RECORD SET: Begin

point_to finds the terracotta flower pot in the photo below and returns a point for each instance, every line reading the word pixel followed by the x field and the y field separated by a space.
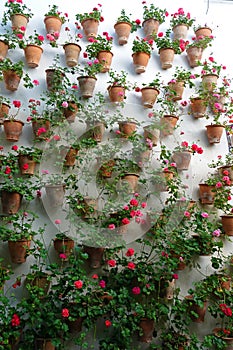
pixel 177 90
pixel 206 193
pixel 182 160
pixel 13 129
pixel 18 20
pixel 198 107
pixel 3 49
pixel 214 133
pixel 116 93
pixel 87 86
pixel 72 52
pixel 203 31
pixel 105 58
pixel 151 133
pixel 11 202
pixel 166 56
pixel 33 55
pixel 168 124
pixel 150 27
pixel 90 27
pixel 149 96
pixel 52 24
pixel 11 80
pixel 122 30
pixel 194 55
pixel 140 61
pixel 180 31
pixel 4 110
pixel 18 250
pixel 209 81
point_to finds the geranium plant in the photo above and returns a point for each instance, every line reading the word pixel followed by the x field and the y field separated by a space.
pixel 180 17
pixel 96 14
pixel 54 11
pixel 164 41
pixel 14 7
pixel 100 43
pixel 142 45
pixel 154 12
pixel 126 18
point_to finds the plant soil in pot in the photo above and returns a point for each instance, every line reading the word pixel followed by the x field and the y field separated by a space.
pixel 122 30
pixel 18 250
pixel 72 52
pixel 13 129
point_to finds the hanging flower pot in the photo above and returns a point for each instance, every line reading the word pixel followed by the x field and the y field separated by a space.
pixel 150 27
pixel 203 31
pixel 180 31
pixel 209 81
pixel 55 194
pixel 226 170
pixel 71 111
pixel 13 129
pixel 11 80
pixel 3 49
pixel 27 164
pixel 207 193
pixel 90 27
pixel 18 20
pixel 122 30
pixel 53 79
pixel 4 110
pixel 87 86
pixel 194 55
pixel 149 96
pixel 151 133
pixel 95 256
pixel 168 124
pixel 182 159
pixel 40 128
pixel 199 310
pixel 33 55
pixel 214 133
pixel 44 344
pixel 227 224
pixel 105 58
pixel 116 93
pixel 52 24
pixel 177 89
pixel 18 250
pixel 72 52
pixel 70 157
pixel 198 107
pixel 131 180
pixel 127 128
pixel 147 329
pixel 166 56
pixel 140 61
pixel 11 202
pixel 64 246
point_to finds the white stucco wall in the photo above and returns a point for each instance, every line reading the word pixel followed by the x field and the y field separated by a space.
pixel 218 17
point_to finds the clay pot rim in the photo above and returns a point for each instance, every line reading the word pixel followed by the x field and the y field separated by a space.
pixel 75 44
pixel 124 22
pixel 13 120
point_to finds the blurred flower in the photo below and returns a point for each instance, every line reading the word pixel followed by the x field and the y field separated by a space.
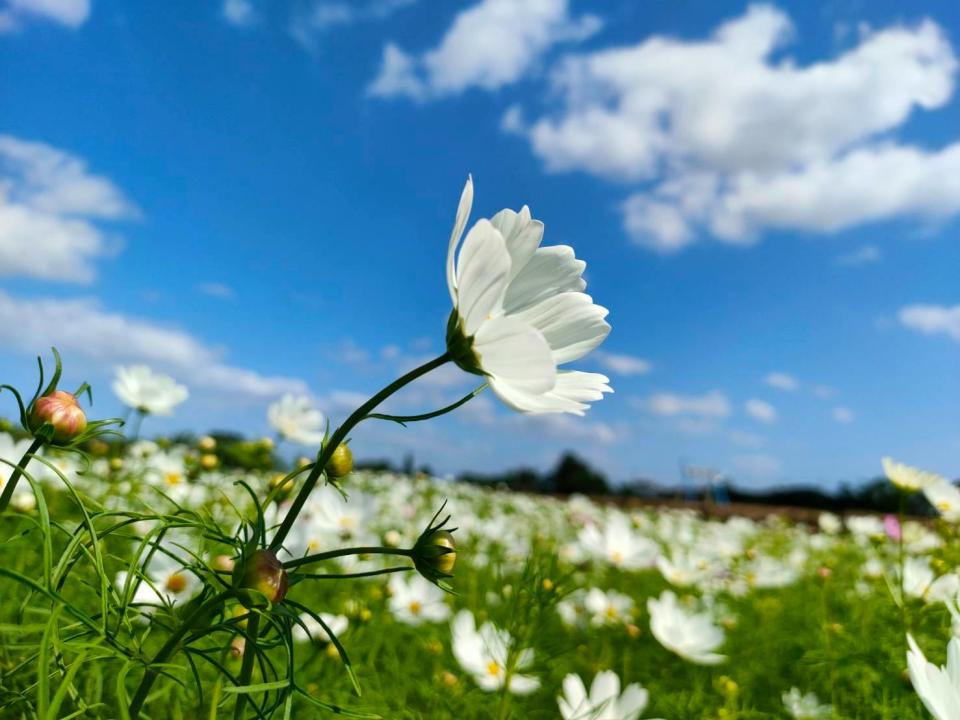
pixel 148 392
pixel 417 600
pixel 907 478
pixel 691 635
pixel 605 702
pixel 607 608
pixel 484 654
pixel 296 419
pixel 805 707
pixel 938 687
pixel 519 312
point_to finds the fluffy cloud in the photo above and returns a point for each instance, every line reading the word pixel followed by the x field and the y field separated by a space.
pixel 51 212
pixel 238 12
pixel 932 319
pixel 761 411
pixel 864 255
pixel 622 364
pixel 312 20
pixel 72 13
pixel 83 327
pixel 489 45
pixel 842 415
pixel 713 404
pixel 728 139
pixel 782 381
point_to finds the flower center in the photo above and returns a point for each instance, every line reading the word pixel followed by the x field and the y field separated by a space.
pixel 176 583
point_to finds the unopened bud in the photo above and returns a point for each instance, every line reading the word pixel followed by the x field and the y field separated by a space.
pixel 341 461
pixel 61 410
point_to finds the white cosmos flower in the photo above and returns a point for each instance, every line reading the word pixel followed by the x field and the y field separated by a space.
pixel 805 707
pixel 484 654
pixel 938 687
pixel 416 600
pixel 149 392
pixel 604 702
pixel 691 635
pixel 296 419
pixel 520 311
pixel 907 478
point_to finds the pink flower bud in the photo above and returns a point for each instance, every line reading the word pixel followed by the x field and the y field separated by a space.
pixel 61 410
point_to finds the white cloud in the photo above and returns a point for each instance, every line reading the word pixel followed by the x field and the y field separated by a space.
pixel 489 45
pixel 932 319
pixel 217 290
pixel 864 255
pixel 239 12
pixel 842 415
pixel 314 19
pixel 51 208
pixel 713 404
pixel 71 13
pixel 83 327
pixel 622 364
pixel 761 411
pixel 782 381
pixel 736 140
pixel 757 467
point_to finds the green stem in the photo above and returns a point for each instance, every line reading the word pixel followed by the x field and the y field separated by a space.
pixel 167 651
pixel 17 472
pixel 249 655
pixel 330 554
pixel 338 437
pixel 402 419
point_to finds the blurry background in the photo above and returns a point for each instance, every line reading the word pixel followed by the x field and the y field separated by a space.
pixel 255 197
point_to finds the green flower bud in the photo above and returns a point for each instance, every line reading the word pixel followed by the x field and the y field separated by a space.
pixel 341 461
pixel 60 410
pixel 264 574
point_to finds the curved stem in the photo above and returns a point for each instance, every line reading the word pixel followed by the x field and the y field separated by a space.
pixel 330 554
pixel 338 437
pixel 246 670
pixel 167 651
pixel 17 472
pixel 402 419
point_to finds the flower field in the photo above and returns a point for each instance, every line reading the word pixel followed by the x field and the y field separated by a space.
pixel 561 607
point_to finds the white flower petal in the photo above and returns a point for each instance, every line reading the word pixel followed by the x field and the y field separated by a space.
pixel 463 212
pixel 482 270
pixel 515 354
pixel 551 270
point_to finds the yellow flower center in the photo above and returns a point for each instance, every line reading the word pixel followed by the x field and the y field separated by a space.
pixel 176 583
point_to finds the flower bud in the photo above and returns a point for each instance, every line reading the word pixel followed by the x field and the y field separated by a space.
pixel 61 410
pixel 341 462
pixel 263 573
pixel 434 555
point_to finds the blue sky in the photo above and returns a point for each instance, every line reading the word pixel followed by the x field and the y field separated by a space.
pixel 256 197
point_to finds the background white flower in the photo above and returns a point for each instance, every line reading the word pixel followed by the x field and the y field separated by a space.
pixel 691 635
pixel 296 419
pixel 484 654
pixel 142 389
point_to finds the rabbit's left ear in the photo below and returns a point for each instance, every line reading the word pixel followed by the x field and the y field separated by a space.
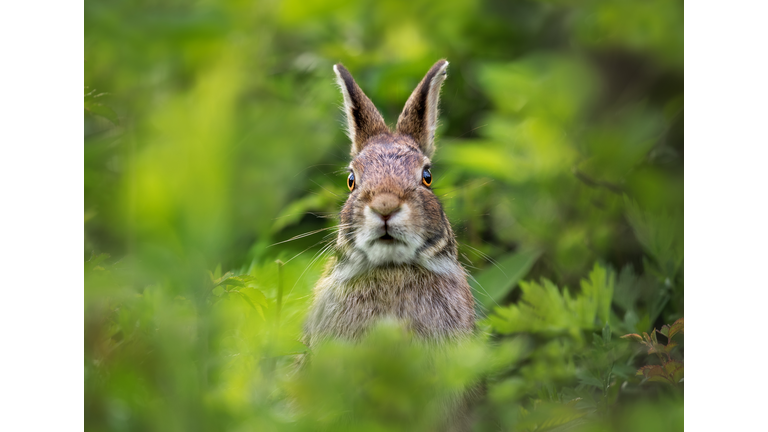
pixel 419 117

RECORD SET: End

ABOUT THIS EXERCISE:
Leave the pictures out, and copy exactly each line from the one containing "point_to finds the rabbit's" through the final line of the data.

ANSWER SPACE:
point_to finds the rabbit's left ear in the photo below and returns a point for each instance, every line reading the word pixel followed by the x field and the y field separated by a space.
pixel 419 117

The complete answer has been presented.